> TASK SET
• 1. For each statement about the Diogenes passage below, answer yes or no depending on whether it agrees with the passage, and quote the words that decide it.
(a) Alexander the Great offered to fulfill a wish for Diogenes.
(b) The passage says the Corinthians are said to have put up a pillar topped with a marble dog in his memory.
(c) The passage states that cynicism was definitely named for Diogenes's fondness for dogs.
• 2. Write a continuation of the Diogenes passage below that picks up after its final sentence.

> PASSAGE

= Beginning of Section =

As the story goes, when Alexander the Great visited the Greek philosopher, Diogenes at the wine barrel in which he lives, and offered to fulfill a wish for him, Diogenes simply replied “Stand out of my light” (Read: Dude, you’re blocking my sun).
Diogenes was a piece of work. Known for a sharp tongue, he routinely insulted famous personages, lectured shoppers in the marketplace, and founded the school of cynicism (in fact, the word cynic is related to the Greek word for dog, though it’s unclear if cynicism is named for Diogenes’s affinity for canines, or for his teacher’s school which was called “The Temple of The White Dog”).
There wasn’t much Diogenes didn’t made fun of, but he apparently related to dogs and once described himself as a hound of the sort that men praise, but with whom no one will go hunting. When a group of wealthy Athenians at a banquet began throwing bones at Diogenes and called him a dog. Diogenes responded by lifting his leg and urinating on them. Legend says he died of an infected dog bite, and it’s said that the Corinthians erected to his memory a pillar (long disappeared) on which rested a dog carved of Parian marble.

= End of Section =

> ENTRIES SUPPLIED
= Beginning of Section =

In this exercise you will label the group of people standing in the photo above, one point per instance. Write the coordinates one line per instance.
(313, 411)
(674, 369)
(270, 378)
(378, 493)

= End of Section =

> OUTPUTS IN ORDER
• 1.
(a) Yes: "offered to fulfill a wish for him"
(b) Yes: "it’s said that the Corinthians erected to his memory a pillar (long disappeared) on which rested a dog carved of Parian marble"
(c) No: "it’s unclear if cynicism is named for Diogenes’s affinity for canines"

• 2.
Edwin Landseer’s depiction of the famous meeting between Alexander and Diogenes was given an allegorical twist by portraying the two giants of history as dogs. Alexander was the proud, strutting Bulldog surrounded by sniveling smaller dogs, while Diogenes, portrayed as a mutt living in an barrel, was utterly unimpressed with Alexander’s grandeur and pomposity. Two hounds in the background waiting solemnly for their master hold their heads up high as if the neighborhood around them isn’t good enough for them. It’s said that this famous piece of art influenced Walt Disney in the creation of the 1955 classic, Lady and the Tramp.